(Point placement records)
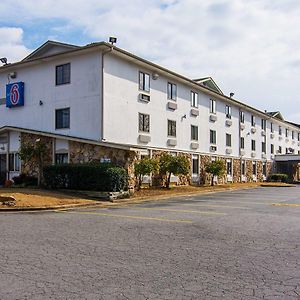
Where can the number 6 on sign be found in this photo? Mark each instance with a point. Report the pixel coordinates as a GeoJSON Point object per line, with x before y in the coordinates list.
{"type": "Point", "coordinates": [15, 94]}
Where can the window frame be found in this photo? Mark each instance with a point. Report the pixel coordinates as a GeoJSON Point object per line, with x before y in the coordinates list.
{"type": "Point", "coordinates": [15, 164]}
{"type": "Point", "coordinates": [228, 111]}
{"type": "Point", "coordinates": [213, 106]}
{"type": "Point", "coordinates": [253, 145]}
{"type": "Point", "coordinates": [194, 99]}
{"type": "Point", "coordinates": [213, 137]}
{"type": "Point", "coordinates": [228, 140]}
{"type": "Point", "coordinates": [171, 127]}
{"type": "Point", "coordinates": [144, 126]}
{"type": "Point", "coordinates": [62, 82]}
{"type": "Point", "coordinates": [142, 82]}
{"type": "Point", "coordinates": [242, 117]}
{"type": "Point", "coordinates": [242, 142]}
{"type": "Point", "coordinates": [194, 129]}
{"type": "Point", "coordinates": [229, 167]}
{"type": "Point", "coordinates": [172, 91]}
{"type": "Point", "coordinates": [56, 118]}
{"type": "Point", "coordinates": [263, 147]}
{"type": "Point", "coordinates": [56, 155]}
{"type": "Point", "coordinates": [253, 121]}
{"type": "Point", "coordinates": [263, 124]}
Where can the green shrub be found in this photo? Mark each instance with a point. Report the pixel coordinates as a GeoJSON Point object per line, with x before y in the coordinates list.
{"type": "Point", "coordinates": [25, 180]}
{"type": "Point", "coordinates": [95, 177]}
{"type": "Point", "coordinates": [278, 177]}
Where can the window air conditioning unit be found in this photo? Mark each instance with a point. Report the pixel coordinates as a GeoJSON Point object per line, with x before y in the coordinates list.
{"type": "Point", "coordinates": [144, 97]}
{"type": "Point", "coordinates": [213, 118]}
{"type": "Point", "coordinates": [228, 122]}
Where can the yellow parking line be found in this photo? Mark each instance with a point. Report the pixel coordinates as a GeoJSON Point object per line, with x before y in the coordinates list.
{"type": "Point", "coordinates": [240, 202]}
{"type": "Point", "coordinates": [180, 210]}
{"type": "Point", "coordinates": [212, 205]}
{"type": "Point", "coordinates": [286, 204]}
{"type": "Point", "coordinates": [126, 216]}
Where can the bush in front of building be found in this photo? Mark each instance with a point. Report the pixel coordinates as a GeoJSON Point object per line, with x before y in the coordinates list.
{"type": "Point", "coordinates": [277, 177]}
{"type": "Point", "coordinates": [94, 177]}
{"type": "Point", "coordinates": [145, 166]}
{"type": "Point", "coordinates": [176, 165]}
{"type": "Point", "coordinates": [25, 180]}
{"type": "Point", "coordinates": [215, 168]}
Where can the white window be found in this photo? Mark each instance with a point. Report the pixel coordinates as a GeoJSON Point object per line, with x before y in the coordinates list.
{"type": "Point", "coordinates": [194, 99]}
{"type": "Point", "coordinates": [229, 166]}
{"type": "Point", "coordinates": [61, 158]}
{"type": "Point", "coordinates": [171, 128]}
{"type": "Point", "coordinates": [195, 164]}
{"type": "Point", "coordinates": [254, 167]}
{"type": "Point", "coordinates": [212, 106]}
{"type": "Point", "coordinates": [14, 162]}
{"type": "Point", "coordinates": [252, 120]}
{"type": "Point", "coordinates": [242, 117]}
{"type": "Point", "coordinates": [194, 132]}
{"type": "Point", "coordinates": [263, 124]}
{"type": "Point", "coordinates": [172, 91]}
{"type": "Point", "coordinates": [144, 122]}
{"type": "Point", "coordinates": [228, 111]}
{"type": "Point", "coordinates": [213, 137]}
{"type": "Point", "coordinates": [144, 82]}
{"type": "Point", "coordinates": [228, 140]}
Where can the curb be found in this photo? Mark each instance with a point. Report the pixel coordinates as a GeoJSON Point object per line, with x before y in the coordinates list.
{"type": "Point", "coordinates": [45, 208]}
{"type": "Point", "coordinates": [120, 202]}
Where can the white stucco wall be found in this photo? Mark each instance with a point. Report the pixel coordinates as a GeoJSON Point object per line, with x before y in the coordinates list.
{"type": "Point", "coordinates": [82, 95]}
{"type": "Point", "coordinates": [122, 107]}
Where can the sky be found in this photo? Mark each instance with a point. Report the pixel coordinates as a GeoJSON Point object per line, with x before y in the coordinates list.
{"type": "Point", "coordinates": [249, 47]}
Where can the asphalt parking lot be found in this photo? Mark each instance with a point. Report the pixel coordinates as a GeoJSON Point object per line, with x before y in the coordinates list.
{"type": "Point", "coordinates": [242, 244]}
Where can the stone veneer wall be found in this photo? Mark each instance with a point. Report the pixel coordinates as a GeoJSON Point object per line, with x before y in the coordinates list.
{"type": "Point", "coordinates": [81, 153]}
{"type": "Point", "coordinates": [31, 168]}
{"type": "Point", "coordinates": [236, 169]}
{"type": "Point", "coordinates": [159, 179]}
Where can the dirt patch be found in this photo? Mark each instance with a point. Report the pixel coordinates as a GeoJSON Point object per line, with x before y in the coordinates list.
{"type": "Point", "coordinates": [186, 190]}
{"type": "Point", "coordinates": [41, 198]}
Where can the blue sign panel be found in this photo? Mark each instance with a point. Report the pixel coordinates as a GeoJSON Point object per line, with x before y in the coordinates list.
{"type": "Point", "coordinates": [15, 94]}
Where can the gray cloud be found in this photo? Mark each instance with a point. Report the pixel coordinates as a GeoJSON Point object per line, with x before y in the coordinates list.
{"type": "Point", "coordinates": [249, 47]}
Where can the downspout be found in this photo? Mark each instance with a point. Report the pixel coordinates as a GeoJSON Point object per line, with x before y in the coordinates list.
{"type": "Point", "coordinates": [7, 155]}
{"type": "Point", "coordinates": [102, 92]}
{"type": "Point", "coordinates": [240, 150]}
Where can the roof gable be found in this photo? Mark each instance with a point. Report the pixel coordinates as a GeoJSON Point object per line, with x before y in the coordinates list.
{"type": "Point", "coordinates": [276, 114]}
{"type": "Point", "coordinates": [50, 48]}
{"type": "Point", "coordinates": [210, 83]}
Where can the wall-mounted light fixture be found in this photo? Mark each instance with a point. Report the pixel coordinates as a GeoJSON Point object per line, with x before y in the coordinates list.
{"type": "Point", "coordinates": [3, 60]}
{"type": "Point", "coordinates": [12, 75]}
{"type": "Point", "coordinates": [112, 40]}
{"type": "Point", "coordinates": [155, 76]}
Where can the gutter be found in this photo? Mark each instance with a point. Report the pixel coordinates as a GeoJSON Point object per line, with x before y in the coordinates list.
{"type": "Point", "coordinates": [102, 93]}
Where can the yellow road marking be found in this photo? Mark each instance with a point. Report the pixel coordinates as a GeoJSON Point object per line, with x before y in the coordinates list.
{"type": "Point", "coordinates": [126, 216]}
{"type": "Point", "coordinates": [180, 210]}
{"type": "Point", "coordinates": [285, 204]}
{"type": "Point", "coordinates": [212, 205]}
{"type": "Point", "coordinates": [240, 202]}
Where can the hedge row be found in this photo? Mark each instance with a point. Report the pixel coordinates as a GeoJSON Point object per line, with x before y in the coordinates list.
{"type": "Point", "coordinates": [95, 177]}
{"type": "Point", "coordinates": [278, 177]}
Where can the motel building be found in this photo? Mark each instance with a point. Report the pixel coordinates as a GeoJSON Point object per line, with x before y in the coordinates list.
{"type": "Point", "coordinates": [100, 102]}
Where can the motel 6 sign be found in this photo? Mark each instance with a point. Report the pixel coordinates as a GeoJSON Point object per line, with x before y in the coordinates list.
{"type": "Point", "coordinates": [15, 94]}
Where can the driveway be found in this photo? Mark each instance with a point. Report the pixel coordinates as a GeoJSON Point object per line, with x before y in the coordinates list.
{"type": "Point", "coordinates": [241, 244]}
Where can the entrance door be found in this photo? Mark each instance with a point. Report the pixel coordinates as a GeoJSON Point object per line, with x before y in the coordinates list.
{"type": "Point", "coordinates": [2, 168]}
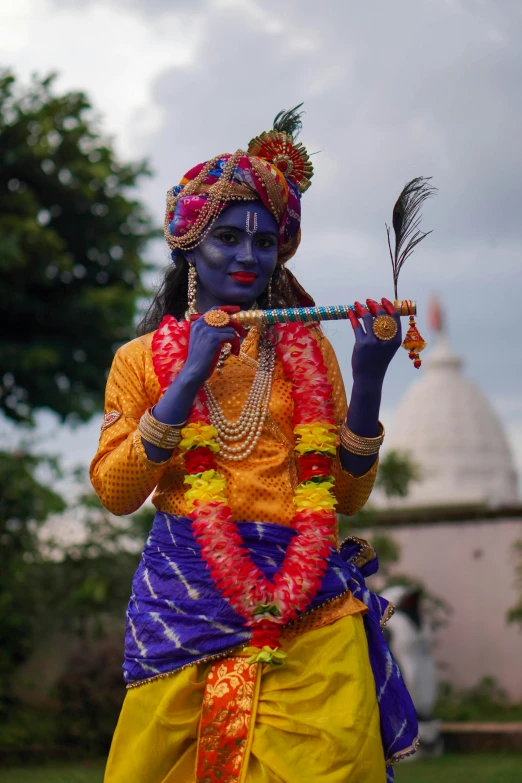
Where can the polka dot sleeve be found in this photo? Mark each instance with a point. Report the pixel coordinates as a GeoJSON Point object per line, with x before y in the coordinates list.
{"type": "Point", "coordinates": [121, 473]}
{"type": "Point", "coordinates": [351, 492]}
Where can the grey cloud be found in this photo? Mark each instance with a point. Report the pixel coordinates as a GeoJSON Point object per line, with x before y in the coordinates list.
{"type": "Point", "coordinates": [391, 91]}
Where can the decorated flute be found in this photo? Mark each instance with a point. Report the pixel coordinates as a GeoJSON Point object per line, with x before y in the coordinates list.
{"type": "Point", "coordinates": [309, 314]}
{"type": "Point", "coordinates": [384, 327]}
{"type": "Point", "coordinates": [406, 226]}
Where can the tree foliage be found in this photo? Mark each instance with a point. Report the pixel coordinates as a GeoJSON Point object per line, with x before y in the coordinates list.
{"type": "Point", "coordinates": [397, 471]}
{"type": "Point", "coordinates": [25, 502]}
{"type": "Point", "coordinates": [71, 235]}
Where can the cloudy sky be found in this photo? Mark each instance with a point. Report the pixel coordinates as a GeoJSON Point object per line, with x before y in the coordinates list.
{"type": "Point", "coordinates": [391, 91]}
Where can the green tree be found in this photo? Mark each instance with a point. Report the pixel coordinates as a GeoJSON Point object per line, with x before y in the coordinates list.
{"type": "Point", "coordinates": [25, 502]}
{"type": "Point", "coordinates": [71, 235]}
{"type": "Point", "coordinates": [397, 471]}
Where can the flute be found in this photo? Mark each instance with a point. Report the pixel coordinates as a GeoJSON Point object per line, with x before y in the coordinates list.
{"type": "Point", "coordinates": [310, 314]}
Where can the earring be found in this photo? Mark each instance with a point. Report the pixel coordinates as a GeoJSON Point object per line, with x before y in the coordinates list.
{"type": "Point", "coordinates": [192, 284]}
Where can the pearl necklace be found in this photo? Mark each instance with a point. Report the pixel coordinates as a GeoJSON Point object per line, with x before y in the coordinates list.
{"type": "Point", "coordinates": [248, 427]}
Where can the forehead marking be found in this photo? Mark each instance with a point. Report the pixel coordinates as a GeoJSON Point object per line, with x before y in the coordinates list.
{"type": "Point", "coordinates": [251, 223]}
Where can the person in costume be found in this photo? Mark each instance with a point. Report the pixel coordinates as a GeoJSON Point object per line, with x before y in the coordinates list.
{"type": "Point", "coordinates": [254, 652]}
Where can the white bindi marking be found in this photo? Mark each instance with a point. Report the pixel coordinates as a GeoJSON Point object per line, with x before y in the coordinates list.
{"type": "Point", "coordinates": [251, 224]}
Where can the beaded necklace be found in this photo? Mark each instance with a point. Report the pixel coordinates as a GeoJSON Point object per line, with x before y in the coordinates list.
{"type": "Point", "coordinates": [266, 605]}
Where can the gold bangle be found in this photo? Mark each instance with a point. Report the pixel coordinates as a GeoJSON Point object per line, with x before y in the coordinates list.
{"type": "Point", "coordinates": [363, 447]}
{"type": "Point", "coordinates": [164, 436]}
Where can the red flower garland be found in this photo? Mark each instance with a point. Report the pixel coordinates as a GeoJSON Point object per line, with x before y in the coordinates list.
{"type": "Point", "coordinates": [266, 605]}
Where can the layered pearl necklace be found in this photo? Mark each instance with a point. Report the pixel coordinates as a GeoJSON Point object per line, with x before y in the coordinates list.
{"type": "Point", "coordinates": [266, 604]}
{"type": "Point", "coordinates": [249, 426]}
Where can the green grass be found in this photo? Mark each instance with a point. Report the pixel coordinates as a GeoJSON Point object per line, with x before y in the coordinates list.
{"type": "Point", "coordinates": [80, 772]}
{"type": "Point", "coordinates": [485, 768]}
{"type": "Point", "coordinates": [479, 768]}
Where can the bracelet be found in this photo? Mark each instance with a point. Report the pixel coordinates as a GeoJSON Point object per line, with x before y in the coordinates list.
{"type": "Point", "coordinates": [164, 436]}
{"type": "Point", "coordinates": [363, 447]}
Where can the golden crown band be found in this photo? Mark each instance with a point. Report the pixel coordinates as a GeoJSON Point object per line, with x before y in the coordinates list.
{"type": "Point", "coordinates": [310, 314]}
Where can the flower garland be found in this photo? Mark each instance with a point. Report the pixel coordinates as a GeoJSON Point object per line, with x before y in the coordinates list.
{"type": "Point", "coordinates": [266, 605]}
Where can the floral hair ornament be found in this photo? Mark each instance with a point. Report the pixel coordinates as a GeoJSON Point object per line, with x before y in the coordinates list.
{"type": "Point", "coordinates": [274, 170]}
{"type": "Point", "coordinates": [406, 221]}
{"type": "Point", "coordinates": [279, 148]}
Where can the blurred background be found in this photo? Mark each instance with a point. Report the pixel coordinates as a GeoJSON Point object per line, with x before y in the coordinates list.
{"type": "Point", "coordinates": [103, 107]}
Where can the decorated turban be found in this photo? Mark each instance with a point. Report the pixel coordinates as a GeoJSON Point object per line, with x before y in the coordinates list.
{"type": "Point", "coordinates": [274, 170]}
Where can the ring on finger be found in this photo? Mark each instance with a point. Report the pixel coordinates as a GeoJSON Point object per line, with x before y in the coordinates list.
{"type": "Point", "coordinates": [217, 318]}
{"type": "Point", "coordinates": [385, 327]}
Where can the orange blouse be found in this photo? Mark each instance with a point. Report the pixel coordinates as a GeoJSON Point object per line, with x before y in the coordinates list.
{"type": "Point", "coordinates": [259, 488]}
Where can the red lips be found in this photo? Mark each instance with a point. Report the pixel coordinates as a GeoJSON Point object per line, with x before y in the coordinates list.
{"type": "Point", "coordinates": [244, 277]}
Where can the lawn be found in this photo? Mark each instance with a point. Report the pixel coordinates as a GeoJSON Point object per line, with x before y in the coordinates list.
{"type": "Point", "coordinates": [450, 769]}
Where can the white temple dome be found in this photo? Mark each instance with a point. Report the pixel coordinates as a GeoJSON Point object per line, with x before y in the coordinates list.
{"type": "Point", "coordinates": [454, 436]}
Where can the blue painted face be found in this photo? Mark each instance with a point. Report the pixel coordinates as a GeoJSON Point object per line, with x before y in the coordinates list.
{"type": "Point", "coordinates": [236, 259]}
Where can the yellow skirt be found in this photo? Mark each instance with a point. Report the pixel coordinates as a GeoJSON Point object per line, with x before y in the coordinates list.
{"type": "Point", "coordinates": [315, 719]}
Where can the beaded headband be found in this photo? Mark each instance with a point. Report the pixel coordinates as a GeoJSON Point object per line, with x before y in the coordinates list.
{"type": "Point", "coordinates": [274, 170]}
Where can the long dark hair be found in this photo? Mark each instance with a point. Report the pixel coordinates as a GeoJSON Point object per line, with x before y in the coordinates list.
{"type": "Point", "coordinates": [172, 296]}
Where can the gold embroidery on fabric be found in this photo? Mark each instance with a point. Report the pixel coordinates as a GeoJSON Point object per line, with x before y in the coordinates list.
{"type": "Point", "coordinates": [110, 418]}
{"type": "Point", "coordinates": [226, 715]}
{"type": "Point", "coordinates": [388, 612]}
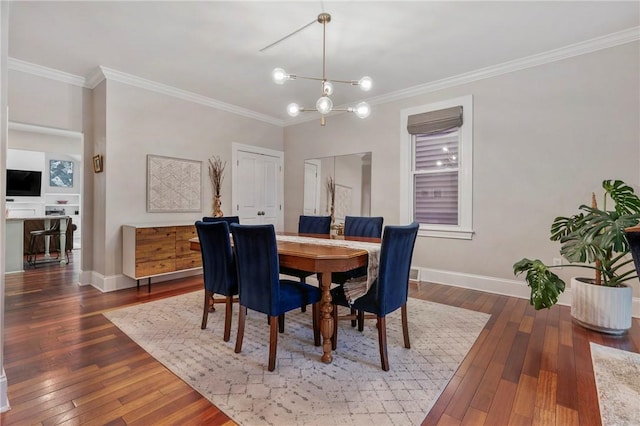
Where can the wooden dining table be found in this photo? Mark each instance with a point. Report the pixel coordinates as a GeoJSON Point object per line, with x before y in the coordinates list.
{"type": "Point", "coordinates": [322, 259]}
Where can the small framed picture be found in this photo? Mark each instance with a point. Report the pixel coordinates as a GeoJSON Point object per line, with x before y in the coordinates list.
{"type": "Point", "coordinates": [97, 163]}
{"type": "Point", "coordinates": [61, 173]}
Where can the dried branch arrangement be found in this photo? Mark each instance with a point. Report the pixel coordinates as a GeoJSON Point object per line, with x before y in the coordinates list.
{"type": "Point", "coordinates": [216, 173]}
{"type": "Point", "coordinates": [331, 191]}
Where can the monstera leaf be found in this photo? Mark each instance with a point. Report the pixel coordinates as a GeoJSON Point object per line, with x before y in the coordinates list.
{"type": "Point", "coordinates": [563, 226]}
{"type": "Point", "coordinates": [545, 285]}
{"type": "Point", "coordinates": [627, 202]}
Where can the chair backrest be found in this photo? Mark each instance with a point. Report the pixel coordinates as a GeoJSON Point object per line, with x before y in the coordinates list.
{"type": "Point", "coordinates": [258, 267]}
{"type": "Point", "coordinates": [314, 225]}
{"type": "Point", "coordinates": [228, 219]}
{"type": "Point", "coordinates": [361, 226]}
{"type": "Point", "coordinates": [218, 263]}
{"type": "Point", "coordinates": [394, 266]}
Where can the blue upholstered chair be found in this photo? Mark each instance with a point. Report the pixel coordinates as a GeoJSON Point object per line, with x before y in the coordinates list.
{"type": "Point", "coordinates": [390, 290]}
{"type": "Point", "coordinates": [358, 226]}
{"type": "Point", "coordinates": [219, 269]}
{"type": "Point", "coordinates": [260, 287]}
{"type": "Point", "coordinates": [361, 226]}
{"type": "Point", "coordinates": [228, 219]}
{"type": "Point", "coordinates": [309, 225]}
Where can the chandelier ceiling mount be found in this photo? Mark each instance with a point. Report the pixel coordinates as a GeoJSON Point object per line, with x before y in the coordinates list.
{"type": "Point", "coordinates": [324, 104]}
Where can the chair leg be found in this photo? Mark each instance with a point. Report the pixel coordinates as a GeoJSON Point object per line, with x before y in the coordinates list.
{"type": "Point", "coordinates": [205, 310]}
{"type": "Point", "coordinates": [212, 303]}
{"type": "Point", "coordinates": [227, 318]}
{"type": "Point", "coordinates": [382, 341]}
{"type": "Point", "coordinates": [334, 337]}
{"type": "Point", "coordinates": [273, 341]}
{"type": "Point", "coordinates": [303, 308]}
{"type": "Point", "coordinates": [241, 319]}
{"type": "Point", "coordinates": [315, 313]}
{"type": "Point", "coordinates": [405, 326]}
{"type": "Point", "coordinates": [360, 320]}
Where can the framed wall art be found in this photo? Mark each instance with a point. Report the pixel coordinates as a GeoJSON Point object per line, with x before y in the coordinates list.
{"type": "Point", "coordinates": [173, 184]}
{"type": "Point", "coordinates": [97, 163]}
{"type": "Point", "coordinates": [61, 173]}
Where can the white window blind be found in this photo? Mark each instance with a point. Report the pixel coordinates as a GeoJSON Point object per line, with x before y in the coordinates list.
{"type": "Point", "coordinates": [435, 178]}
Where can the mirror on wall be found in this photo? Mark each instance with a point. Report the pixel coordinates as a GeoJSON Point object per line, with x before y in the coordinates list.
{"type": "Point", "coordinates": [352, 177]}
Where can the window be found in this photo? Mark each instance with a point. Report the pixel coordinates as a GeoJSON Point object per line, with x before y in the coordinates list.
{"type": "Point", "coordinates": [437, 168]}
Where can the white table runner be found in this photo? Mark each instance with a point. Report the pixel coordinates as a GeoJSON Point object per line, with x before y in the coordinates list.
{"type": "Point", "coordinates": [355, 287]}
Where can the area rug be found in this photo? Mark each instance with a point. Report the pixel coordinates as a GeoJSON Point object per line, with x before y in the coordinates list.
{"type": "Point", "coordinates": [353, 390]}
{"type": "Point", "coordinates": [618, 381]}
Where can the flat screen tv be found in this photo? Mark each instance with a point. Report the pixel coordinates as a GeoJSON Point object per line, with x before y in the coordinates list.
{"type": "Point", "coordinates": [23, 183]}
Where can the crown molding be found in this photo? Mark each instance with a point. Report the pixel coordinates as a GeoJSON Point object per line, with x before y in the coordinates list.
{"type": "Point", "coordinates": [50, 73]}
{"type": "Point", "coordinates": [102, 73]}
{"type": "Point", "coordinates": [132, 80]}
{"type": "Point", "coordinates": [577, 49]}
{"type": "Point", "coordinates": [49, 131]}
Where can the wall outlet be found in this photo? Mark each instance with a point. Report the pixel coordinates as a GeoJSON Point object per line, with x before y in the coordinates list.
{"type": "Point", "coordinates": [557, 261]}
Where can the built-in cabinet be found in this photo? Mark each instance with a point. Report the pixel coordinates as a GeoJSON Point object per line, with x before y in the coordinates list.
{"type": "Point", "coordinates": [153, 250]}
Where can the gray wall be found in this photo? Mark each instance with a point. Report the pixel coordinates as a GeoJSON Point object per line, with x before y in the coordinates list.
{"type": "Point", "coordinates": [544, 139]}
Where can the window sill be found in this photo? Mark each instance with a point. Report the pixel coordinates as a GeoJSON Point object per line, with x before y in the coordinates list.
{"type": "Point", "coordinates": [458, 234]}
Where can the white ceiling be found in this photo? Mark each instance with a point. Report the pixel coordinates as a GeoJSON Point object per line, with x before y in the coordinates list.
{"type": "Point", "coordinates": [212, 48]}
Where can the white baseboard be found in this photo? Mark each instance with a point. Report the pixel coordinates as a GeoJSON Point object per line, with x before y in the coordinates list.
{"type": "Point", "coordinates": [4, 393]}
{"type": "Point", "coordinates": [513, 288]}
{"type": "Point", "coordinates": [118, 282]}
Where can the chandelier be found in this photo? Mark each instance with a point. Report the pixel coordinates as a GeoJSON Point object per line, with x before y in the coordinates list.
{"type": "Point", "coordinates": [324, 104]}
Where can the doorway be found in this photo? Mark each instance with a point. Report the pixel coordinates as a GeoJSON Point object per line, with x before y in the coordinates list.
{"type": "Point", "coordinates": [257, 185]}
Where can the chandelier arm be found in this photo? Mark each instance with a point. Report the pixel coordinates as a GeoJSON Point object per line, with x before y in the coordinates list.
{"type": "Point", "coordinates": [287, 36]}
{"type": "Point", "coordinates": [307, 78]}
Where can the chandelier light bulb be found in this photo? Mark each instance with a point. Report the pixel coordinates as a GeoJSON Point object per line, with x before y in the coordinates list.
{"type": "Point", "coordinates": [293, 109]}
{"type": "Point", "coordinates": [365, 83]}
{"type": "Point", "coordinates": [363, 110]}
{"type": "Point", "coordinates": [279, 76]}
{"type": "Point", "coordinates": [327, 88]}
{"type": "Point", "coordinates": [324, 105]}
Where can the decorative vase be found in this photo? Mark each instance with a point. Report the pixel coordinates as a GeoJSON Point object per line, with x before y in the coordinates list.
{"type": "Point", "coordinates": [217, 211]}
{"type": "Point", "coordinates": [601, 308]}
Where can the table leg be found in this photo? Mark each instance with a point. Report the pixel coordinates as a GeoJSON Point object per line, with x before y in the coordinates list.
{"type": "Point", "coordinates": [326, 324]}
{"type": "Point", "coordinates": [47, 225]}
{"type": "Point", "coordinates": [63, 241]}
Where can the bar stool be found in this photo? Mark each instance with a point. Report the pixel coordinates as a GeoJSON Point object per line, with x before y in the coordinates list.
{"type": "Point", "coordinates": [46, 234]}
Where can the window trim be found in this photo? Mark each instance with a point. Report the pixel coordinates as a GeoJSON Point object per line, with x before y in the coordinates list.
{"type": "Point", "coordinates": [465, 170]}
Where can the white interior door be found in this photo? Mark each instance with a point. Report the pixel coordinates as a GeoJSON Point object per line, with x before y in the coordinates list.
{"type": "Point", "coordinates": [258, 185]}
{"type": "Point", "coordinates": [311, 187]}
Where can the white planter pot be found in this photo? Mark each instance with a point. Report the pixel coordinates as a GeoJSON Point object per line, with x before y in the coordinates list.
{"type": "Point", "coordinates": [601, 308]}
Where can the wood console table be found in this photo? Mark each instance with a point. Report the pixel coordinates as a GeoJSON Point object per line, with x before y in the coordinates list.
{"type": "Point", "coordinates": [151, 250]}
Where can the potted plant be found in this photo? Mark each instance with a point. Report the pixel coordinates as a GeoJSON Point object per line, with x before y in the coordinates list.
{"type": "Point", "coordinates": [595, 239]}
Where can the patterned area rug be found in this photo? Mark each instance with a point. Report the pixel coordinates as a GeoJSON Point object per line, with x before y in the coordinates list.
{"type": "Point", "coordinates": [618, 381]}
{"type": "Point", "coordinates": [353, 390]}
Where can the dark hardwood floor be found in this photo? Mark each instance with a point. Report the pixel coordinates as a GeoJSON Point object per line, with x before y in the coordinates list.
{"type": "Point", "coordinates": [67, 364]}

**GIVEN PROBLEM**
Starting at the line with "Where can the wood console", copy every line up to and including the last one in the entries above.

**RESPONSE TO THE EXERCISE**
Where can the wood console table be found in this photo? Mark each instance with a point. Report the pixel coordinates as a GeoJSON Point object per line, with x before y in the coordinates list.
{"type": "Point", "coordinates": [151, 250]}
Where can the potted plant be found in this photo? Mark each instance with a point. Report the pixel coordinates as a GeoJSON Point object per line, with x before y in the coordinates list.
{"type": "Point", "coordinates": [595, 239]}
Where can the patterned area rug be found in this photo? Mark each instance with a point. Report the pixel coordinates as a GeoJSON Point object per line, with x before y in the coordinates list.
{"type": "Point", "coordinates": [618, 381]}
{"type": "Point", "coordinates": [353, 390]}
Where can the dark hardwood floor be found in this photo? Mark each instance with a point. Report the pixel coordinates as a GeoJSON Point object per line, with x before y in the coordinates list.
{"type": "Point", "coordinates": [67, 364]}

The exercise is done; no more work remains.